READING PASSAGE:
At the heart of Dakshin’s SeaChange community engagement is the recognition that ecological uncertainty, poor health outcomes, and the absence of role models, practices and pathways shape generations of precarious lives. Over the past two years, we have been working to build foundations for positive youth engagement, particularly through our focus on sports and adolescent health initiatives. Sports serve as a powerful entry point to play – a critical practice that is often absent from today’s tuition-focused education systems. Conversations around adolescent health have opened up safe spaces to discuss food and nutritional security, issues of gender, pressure to achieve, and emotional and mental well-being, even for those not attending formal school. These spaces also build linkages to how young people view their environment, identity, and their hopes for the future to protect and thrive.
In both Odisha and the Andamans, we have introduced interactive workshops to address various health and wellbeing topics, from sustainable menstrual practices to mental health. Led by Community Catalysts (emerging leaders from small-scale fishing communities), these activity-based workshops provide young people with a space to explore their physical and emotional well-being, gender equity, and aspirations for their communities. We also address practical issues, like envisioning villages with improved WASH (Water, Sanitation, and Hygiene) facilities, and building a holistic view of health in these contexts. Rights and entitlements they can access, also play a big role in building conversations on young people’s agency.

Saved entries
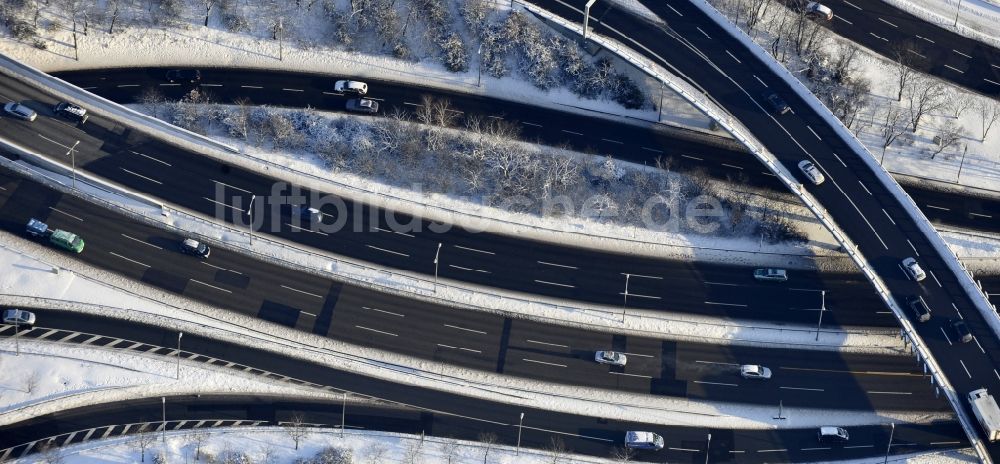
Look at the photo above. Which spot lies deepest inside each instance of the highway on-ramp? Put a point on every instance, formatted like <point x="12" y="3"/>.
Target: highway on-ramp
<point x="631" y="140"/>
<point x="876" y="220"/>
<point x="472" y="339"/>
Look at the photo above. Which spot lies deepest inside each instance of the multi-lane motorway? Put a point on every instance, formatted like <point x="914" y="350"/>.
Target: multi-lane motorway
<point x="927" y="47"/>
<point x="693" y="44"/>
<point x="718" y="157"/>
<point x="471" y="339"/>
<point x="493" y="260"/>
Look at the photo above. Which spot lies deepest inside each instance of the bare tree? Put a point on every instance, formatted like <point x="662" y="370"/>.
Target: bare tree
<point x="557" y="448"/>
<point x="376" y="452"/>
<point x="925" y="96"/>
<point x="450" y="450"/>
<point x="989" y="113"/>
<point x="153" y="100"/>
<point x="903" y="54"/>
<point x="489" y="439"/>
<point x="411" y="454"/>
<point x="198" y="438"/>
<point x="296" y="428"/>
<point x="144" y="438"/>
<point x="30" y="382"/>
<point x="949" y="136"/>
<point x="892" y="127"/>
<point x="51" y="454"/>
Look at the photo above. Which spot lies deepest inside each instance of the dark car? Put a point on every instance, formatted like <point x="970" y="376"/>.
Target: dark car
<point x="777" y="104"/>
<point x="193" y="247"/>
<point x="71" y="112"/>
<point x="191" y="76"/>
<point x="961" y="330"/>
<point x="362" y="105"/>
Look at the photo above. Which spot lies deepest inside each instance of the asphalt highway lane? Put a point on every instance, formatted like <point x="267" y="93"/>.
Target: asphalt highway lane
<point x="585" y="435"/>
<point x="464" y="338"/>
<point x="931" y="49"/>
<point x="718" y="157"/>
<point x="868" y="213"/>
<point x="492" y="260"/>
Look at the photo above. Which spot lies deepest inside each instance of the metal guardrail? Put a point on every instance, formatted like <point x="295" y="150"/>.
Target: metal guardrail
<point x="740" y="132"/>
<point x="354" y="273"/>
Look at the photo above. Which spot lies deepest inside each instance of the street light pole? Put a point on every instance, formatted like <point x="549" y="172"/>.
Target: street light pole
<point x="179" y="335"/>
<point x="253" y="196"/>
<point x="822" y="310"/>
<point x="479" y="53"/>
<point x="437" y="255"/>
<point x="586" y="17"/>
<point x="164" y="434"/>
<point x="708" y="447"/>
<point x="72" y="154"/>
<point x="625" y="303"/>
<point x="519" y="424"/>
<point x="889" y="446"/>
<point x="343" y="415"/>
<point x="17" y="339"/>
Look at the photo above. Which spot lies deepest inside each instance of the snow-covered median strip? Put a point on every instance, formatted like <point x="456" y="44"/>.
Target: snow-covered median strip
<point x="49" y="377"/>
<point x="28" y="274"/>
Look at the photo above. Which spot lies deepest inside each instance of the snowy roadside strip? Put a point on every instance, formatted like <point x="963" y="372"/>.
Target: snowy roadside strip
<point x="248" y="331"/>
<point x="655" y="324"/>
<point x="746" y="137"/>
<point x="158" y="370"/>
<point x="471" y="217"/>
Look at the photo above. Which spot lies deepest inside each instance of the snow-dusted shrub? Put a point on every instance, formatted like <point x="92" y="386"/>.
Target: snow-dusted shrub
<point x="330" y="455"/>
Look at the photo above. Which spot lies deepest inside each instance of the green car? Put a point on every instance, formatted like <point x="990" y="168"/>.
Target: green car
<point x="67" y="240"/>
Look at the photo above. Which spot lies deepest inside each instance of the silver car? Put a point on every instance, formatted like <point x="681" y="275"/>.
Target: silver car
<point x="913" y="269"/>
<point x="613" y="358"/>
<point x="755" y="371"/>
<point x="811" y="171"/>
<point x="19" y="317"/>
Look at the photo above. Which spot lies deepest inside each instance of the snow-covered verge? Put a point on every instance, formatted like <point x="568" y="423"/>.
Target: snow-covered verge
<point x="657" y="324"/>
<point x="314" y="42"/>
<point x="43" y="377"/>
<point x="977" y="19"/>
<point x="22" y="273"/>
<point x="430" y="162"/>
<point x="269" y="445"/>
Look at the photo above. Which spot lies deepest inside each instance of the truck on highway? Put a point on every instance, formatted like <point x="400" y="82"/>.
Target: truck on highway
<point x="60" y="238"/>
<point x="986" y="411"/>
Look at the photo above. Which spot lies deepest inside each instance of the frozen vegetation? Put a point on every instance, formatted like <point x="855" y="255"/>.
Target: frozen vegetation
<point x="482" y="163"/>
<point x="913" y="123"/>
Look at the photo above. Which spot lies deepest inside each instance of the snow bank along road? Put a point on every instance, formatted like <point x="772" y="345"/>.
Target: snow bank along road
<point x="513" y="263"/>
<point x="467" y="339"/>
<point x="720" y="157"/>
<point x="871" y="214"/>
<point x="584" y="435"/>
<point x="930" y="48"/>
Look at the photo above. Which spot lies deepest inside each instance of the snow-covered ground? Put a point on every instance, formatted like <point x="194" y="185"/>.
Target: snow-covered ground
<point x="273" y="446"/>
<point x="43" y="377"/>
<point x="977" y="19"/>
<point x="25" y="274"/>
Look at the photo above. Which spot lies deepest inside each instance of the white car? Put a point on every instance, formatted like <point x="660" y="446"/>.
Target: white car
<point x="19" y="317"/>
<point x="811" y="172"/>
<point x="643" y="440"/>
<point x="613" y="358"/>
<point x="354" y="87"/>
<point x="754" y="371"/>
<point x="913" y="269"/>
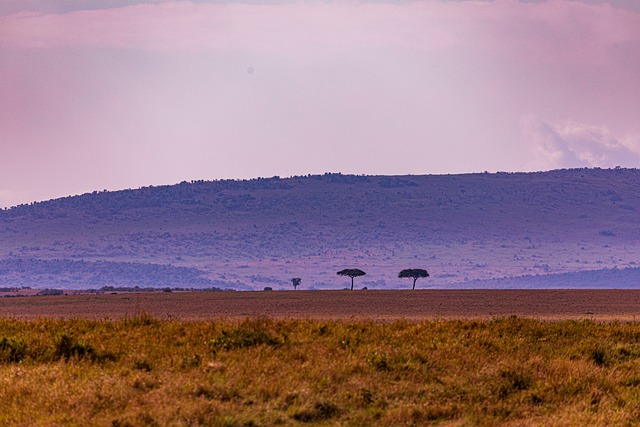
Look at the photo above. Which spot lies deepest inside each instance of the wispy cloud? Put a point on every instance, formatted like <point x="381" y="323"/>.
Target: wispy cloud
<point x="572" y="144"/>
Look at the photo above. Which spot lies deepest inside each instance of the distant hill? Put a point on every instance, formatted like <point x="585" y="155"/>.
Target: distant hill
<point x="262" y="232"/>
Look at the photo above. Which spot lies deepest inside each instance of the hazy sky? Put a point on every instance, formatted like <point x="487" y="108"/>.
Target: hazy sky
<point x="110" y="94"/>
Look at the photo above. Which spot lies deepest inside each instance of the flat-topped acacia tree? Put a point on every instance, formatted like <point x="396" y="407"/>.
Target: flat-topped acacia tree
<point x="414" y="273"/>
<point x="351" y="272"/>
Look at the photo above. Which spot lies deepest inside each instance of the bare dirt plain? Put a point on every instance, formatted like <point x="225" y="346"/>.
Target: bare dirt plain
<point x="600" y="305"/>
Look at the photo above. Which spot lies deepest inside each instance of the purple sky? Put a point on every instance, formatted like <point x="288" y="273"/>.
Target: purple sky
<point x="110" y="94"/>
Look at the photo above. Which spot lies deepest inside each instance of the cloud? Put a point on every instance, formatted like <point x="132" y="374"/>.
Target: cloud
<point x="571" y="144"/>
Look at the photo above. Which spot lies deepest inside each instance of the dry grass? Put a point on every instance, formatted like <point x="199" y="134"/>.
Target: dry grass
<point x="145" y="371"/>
---
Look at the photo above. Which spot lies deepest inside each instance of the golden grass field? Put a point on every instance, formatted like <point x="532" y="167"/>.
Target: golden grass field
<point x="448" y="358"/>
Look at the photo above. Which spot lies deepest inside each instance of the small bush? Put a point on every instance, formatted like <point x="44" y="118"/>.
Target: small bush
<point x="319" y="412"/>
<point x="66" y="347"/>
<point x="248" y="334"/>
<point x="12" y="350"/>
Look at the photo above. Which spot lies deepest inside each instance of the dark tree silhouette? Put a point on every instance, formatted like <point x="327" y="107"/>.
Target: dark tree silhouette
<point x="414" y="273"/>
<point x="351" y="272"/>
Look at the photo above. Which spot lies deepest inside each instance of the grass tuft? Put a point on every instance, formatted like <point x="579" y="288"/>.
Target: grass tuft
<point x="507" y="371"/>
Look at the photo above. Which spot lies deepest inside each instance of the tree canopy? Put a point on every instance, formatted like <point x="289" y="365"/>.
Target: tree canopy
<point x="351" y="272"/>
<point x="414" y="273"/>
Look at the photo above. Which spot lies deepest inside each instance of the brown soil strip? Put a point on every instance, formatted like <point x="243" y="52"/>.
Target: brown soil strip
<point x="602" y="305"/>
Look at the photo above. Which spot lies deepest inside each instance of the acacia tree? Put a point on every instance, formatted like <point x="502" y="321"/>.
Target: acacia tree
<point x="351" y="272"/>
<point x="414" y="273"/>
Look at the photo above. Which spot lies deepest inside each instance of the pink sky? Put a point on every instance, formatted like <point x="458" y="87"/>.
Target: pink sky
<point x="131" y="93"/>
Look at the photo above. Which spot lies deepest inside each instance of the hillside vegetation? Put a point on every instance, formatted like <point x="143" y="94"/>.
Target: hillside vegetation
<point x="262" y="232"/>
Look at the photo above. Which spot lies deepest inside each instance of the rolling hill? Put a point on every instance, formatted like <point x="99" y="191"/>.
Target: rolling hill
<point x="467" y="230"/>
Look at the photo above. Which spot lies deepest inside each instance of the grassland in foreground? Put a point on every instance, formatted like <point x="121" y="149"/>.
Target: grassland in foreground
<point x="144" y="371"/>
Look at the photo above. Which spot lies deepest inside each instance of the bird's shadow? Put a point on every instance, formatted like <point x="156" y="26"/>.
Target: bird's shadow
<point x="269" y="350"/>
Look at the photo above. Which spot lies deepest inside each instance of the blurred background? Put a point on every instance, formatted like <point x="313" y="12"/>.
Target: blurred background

THE PROBLEM:
Answer these questions from the passage on SeaChange youth engagement:
(a) What critical practice do sports serve as an entry point to?
(b) In which two places have the interactive workshops been introduced?
(c) Who leads these workshops?

WRITTEN RESPONSE:
(a) Play
(b) Odisha and the Andamans
(c) Community Catalysts, emerging leaders from small-scale fishing communities